## Exercise prompt
From the records below, pull each line that has "black".

:: Given data

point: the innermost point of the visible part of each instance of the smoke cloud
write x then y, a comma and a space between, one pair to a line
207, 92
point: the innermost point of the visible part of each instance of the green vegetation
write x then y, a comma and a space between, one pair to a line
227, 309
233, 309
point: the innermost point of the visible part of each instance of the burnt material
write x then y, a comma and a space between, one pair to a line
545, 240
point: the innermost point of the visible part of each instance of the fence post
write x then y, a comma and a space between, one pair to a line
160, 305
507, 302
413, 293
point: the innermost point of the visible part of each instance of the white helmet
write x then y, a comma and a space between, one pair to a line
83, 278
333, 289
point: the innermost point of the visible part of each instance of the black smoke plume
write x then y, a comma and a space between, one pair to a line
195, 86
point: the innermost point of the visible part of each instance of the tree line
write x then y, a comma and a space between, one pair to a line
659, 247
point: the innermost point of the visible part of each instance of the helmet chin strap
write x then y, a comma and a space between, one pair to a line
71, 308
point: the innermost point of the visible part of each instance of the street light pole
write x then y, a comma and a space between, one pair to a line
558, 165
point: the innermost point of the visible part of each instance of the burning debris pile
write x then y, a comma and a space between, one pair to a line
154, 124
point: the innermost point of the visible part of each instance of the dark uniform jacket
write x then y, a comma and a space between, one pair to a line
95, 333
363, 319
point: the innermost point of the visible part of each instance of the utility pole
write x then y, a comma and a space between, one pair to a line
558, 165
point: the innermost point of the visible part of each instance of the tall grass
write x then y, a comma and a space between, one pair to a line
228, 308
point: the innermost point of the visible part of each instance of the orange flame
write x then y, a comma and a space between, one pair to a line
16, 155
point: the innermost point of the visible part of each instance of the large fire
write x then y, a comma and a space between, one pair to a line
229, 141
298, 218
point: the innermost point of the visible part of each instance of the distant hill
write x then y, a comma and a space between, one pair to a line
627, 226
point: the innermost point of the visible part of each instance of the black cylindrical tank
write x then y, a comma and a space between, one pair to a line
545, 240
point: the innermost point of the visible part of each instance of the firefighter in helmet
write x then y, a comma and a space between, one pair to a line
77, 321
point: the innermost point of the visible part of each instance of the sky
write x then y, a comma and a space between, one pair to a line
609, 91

::::

## Response below
point: the innermost point of the visible part of each instance of the black smoke plume
point: the innermost point of the visible part of each instance of the black cylindrical tank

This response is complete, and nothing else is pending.